*What the exercise asks*
The required answer is each line in the entries below where "tortoise" occurs.

*Provided information*
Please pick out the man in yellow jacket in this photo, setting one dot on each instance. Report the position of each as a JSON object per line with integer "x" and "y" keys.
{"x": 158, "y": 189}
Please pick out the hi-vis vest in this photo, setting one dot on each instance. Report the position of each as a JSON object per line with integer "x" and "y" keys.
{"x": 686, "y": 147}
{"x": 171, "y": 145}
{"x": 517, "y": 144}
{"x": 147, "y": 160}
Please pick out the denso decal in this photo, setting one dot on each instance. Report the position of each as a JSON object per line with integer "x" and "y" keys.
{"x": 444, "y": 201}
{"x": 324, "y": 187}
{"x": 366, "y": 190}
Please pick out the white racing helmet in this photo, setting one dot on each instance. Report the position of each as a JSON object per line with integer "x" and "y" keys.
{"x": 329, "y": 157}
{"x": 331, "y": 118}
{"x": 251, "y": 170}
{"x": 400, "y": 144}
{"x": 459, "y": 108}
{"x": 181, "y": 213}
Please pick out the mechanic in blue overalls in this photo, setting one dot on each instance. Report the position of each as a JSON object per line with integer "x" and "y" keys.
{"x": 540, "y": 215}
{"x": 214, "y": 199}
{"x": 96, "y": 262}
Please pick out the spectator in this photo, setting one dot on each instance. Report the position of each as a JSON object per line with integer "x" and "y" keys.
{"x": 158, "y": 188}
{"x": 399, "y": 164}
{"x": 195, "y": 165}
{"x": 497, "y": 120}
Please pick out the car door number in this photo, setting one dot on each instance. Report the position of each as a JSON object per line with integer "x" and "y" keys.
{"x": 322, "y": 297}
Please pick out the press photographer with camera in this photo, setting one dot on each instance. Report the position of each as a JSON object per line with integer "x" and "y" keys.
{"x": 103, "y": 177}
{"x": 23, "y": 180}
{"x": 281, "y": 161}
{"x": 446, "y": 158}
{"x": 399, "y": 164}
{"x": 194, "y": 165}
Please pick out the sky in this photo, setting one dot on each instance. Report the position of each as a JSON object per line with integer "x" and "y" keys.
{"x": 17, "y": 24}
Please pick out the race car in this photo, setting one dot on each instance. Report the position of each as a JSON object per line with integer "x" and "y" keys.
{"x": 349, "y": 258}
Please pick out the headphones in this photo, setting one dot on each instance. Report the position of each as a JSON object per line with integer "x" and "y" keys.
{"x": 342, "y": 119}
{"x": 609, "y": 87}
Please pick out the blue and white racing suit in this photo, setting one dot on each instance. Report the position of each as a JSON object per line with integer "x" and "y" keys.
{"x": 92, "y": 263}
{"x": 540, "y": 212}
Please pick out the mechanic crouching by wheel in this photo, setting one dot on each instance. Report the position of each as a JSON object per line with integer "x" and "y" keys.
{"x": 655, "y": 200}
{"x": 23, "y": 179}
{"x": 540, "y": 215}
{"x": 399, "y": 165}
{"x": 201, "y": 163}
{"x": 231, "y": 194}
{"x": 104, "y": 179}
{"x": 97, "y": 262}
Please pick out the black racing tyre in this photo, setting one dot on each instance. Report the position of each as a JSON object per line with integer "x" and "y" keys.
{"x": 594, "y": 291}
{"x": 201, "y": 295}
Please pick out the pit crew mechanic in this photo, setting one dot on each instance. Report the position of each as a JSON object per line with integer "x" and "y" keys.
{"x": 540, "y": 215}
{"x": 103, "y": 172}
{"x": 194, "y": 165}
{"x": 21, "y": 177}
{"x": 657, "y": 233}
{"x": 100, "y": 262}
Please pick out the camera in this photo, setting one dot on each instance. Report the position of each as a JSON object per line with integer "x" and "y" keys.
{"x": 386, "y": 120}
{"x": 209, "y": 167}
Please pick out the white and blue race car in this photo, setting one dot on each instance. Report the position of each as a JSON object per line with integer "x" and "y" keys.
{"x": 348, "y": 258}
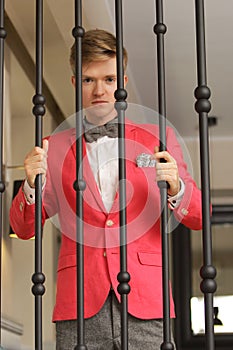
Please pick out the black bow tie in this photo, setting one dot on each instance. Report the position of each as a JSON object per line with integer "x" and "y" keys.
{"x": 92, "y": 132}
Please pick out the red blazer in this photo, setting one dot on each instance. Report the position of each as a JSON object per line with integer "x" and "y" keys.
{"x": 101, "y": 229}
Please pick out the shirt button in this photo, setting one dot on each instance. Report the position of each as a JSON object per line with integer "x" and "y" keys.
{"x": 21, "y": 206}
{"x": 109, "y": 223}
{"x": 184, "y": 211}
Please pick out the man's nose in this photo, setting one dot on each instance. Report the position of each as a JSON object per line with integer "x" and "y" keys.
{"x": 99, "y": 88}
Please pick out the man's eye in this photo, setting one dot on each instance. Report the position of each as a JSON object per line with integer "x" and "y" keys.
{"x": 110, "y": 80}
{"x": 87, "y": 80}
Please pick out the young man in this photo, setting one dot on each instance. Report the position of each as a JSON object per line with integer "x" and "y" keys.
{"x": 57, "y": 163}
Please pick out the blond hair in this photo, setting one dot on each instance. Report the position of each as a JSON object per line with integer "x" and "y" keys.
{"x": 97, "y": 45}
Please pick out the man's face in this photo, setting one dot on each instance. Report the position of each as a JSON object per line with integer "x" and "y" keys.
{"x": 99, "y": 84}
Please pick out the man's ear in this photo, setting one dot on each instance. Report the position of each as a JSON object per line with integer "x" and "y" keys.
{"x": 73, "y": 80}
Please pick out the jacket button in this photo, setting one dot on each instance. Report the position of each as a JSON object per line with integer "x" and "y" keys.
{"x": 109, "y": 223}
{"x": 184, "y": 211}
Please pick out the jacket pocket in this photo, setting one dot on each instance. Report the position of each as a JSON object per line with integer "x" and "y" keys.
{"x": 150, "y": 258}
{"x": 66, "y": 261}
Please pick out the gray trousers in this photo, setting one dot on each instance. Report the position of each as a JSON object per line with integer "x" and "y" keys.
{"x": 103, "y": 331}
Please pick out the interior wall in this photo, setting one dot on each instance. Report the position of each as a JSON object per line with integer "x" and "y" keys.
{"x": 18, "y": 255}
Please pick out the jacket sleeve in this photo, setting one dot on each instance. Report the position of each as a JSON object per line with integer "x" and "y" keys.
{"x": 22, "y": 216}
{"x": 189, "y": 211}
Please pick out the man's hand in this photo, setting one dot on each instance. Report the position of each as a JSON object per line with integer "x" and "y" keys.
{"x": 36, "y": 163}
{"x": 167, "y": 171}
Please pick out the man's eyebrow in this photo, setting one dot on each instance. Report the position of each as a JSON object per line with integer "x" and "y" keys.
{"x": 111, "y": 76}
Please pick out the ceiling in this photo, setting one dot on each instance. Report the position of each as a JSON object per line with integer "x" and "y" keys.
{"x": 140, "y": 41}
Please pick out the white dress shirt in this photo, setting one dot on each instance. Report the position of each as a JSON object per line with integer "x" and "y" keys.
{"x": 103, "y": 158}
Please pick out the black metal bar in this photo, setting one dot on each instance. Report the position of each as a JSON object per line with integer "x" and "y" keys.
{"x": 79, "y": 184}
{"x": 38, "y": 277}
{"x": 121, "y": 105}
{"x": 203, "y": 106}
{"x": 160, "y": 30}
{"x": 2, "y": 185}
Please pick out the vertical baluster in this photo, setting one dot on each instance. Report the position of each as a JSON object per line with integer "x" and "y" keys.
{"x": 79, "y": 184}
{"x": 121, "y": 105}
{"x": 2, "y": 185}
{"x": 203, "y": 106}
{"x": 160, "y": 30}
{"x": 38, "y": 277}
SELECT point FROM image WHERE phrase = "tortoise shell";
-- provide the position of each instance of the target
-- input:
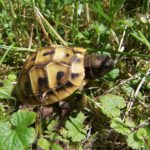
(51, 74)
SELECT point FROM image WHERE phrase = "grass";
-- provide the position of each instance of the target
(118, 28)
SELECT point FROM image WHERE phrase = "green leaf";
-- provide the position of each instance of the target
(52, 125)
(144, 133)
(55, 146)
(132, 141)
(12, 77)
(140, 139)
(111, 105)
(75, 128)
(6, 90)
(119, 126)
(113, 74)
(23, 118)
(43, 143)
(15, 138)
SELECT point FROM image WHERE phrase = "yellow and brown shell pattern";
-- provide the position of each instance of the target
(51, 74)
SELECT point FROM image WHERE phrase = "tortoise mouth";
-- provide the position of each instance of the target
(98, 65)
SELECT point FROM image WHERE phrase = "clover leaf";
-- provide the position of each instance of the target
(13, 135)
(111, 105)
(75, 128)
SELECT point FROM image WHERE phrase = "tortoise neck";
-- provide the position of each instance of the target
(88, 70)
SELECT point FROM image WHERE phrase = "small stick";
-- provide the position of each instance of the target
(134, 94)
(38, 18)
(120, 48)
(31, 36)
(87, 13)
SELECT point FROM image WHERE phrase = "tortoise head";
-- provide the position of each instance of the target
(97, 65)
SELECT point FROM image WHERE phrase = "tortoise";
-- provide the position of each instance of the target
(54, 73)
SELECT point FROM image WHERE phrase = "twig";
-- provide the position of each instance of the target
(31, 36)
(38, 18)
(121, 47)
(87, 13)
(134, 94)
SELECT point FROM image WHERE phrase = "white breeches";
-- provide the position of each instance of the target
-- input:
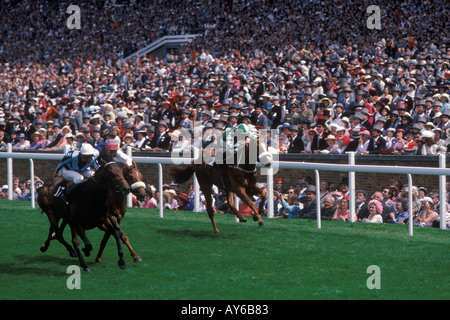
(123, 158)
(74, 176)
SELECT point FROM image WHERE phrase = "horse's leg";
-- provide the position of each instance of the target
(56, 233)
(240, 192)
(46, 244)
(76, 246)
(262, 193)
(234, 210)
(209, 208)
(116, 235)
(102, 245)
(87, 244)
(125, 239)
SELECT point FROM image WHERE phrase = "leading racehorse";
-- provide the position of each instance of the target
(239, 179)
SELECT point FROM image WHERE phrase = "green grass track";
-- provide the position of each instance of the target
(184, 259)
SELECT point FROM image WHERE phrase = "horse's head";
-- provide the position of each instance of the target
(264, 155)
(110, 175)
(134, 178)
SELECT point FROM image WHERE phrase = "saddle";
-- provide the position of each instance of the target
(64, 189)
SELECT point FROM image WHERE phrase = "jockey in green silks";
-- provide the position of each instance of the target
(235, 138)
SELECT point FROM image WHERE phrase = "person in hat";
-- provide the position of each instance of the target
(69, 143)
(162, 139)
(377, 141)
(141, 141)
(426, 214)
(76, 166)
(332, 145)
(429, 146)
(22, 143)
(260, 119)
(410, 145)
(363, 142)
(36, 143)
(319, 143)
(342, 211)
(185, 121)
(295, 141)
(309, 210)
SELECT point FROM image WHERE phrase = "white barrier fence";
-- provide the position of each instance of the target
(351, 168)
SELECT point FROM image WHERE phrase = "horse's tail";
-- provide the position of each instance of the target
(181, 174)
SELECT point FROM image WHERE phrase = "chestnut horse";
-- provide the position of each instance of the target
(91, 207)
(134, 178)
(239, 179)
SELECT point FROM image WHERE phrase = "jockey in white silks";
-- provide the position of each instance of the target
(234, 140)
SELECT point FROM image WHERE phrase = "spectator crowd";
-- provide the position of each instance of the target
(311, 70)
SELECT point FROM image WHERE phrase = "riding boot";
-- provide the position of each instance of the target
(69, 190)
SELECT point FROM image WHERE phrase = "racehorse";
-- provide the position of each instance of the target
(239, 179)
(134, 178)
(91, 207)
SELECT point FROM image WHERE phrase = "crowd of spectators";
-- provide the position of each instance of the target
(312, 70)
(327, 84)
(389, 205)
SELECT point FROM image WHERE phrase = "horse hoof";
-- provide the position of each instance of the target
(87, 252)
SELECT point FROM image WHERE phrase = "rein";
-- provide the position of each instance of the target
(115, 188)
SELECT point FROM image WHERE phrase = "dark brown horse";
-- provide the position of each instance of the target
(90, 207)
(239, 179)
(133, 177)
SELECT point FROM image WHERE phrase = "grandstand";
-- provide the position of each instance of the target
(311, 70)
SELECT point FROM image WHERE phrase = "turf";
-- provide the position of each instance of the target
(184, 259)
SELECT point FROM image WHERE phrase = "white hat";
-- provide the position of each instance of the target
(427, 199)
(427, 134)
(87, 149)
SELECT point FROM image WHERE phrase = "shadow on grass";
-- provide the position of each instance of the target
(207, 234)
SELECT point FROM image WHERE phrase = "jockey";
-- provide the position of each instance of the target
(235, 138)
(111, 147)
(76, 166)
(112, 150)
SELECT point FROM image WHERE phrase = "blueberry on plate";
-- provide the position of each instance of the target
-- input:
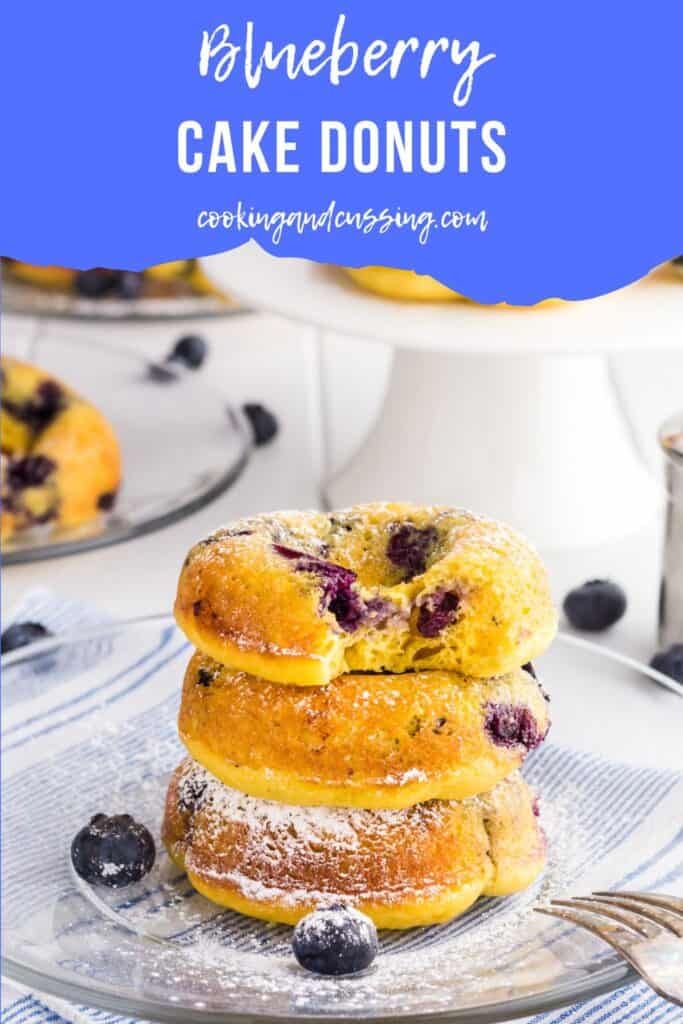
(335, 940)
(670, 662)
(263, 423)
(595, 605)
(190, 350)
(113, 851)
(129, 285)
(20, 635)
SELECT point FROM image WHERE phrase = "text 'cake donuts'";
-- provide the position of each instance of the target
(303, 597)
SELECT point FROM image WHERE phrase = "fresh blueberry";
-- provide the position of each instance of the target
(20, 635)
(107, 501)
(438, 610)
(113, 851)
(335, 940)
(512, 725)
(31, 471)
(129, 284)
(190, 350)
(670, 662)
(96, 282)
(338, 596)
(410, 547)
(595, 605)
(39, 411)
(263, 423)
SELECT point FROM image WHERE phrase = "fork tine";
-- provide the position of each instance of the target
(631, 921)
(615, 936)
(672, 922)
(673, 903)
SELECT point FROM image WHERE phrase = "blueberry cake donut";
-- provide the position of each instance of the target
(363, 740)
(392, 283)
(303, 597)
(178, 278)
(60, 462)
(420, 865)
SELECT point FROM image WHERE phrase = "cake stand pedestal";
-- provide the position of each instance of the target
(509, 412)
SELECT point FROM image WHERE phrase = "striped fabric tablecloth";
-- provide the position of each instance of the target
(663, 867)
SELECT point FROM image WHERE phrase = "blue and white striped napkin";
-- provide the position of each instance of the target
(53, 715)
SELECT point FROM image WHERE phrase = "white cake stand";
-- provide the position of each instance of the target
(512, 412)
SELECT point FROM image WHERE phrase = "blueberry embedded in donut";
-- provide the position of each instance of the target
(31, 471)
(512, 725)
(410, 548)
(107, 501)
(39, 411)
(437, 611)
(338, 596)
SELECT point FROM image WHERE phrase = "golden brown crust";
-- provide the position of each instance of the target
(404, 867)
(77, 440)
(364, 740)
(248, 605)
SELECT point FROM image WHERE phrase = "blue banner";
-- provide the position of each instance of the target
(515, 152)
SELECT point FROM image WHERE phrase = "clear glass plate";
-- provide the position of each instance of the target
(97, 733)
(173, 464)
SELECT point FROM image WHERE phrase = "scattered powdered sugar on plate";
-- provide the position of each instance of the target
(209, 948)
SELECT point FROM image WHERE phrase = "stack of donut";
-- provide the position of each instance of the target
(356, 713)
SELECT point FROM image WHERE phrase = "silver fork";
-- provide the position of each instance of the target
(645, 929)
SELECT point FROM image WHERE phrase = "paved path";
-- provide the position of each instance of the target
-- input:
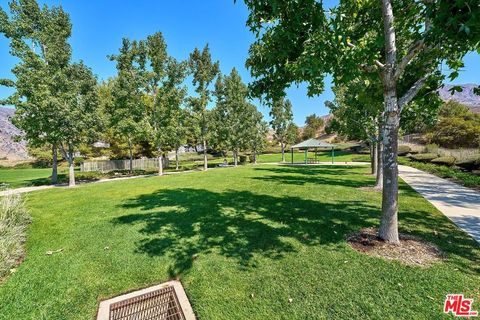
(460, 204)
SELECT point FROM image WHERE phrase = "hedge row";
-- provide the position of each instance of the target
(470, 164)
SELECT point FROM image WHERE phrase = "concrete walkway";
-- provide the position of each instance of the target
(460, 204)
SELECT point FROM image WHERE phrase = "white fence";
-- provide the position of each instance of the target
(113, 165)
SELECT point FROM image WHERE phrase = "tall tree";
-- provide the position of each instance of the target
(301, 41)
(257, 132)
(39, 39)
(357, 114)
(164, 79)
(128, 115)
(204, 72)
(313, 124)
(232, 113)
(79, 114)
(282, 120)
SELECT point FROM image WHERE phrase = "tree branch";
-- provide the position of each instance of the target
(412, 92)
(414, 50)
(365, 67)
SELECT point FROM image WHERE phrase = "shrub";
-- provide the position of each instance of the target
(445, 160)
(14, 219)
(431, 148)
(470, 163)
(78, 160)
(424, 157)
(404, 150)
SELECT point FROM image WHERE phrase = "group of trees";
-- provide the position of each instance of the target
(313, 126)
(457, 127)
(238, 124)
(396, 46)
(55, 98)
(146, 106)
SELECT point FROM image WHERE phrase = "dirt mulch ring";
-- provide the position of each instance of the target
(411, 250)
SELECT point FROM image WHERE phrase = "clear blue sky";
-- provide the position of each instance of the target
(99, 26)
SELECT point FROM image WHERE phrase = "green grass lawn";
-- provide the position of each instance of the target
(25, 177)
(276, 232)
(299, 156)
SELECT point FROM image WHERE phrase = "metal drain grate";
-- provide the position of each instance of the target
(163, 302)
(156, 305)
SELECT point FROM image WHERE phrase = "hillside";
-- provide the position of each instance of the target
(9, 148)
(466, 97)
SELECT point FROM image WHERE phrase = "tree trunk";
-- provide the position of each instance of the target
(176, 159)
(379, 173)
(205, 163)
(71, 170)
(130, 147)
(160, 162)
(388, 230)
(54, 164)
(373, 158)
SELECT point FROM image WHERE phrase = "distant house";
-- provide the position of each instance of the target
(101, 144)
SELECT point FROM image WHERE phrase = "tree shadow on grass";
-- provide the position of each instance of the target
(183, 223)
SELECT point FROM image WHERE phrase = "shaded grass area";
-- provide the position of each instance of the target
(13, 177)
(275, 232)
(326, 156)
(468, 179)
(26, 176)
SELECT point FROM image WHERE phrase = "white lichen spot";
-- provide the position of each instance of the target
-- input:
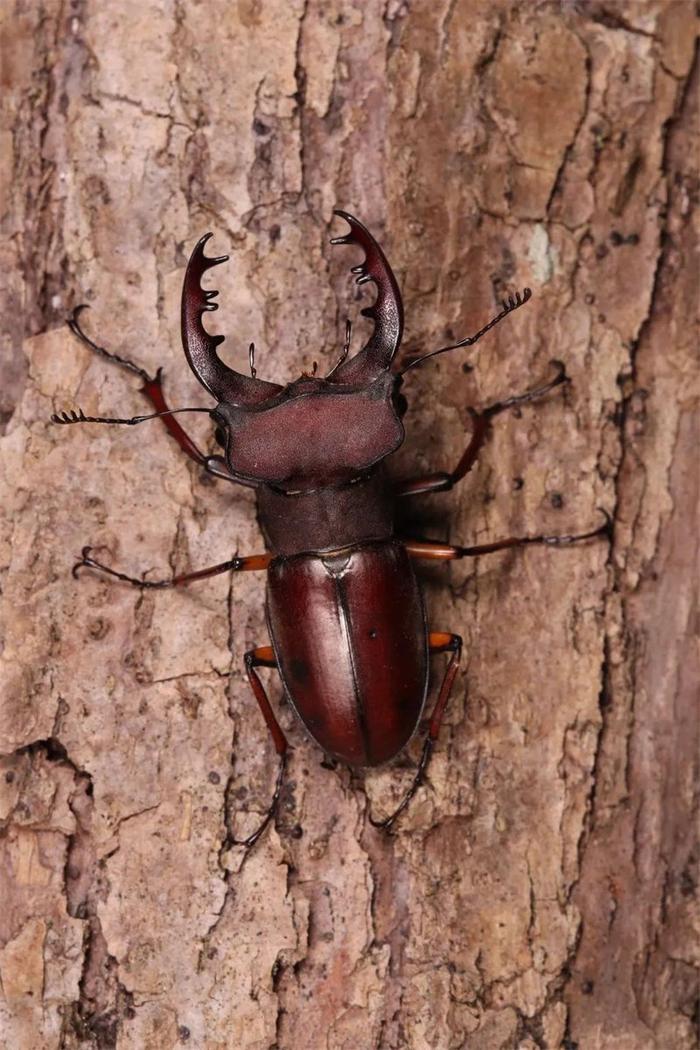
(542, 253)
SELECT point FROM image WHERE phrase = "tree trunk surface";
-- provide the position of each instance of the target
(539, 890)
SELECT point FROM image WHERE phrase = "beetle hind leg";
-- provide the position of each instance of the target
(439, 642)
(264, 656)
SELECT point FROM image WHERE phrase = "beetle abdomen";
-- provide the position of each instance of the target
(357, 673)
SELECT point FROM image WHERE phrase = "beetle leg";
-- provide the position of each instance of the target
(153, 390)
(264, 656)
(235, 565)
(443, 481)
(448, 552)
(439, 642)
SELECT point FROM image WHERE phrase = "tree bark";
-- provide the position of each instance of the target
(539, 890)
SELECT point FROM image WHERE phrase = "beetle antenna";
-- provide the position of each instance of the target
(80, 417)
(512, 302)
(344, 352)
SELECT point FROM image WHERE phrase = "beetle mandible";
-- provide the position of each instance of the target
(343, 606)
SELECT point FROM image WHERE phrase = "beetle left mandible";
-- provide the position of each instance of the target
(346, 618)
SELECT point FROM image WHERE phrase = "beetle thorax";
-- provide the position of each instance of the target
(313, 433)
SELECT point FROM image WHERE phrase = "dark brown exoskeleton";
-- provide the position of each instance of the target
(344, 611)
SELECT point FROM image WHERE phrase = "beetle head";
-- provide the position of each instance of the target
(315, 431)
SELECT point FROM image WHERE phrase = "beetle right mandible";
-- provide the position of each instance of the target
(344, 611)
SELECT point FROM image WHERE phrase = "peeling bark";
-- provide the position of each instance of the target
(539, 891)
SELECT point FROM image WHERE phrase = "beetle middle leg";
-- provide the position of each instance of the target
(443, 481)
(448, 551)
(439, 642)
(246, 564)
(264, 656)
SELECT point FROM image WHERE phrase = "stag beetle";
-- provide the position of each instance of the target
(344, 611)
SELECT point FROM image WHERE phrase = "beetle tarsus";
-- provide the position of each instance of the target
(252, 839)
(75, 327)
(387, 823)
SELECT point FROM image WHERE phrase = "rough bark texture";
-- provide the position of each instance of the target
(539, 890)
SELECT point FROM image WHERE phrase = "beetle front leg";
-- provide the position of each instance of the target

*Written response*
SELECT point FROM image WHERE phrase = "tortoise shell";
SELECT point FROM image WHERE phrase = "tortoise mouth";
SELECT point FROM image WHERE phrase = "tortoise neck";
SELECT point FROM image WHERE phrase = "tortoise head";
SELECT point FROM image WHERE phrase = "tortoise";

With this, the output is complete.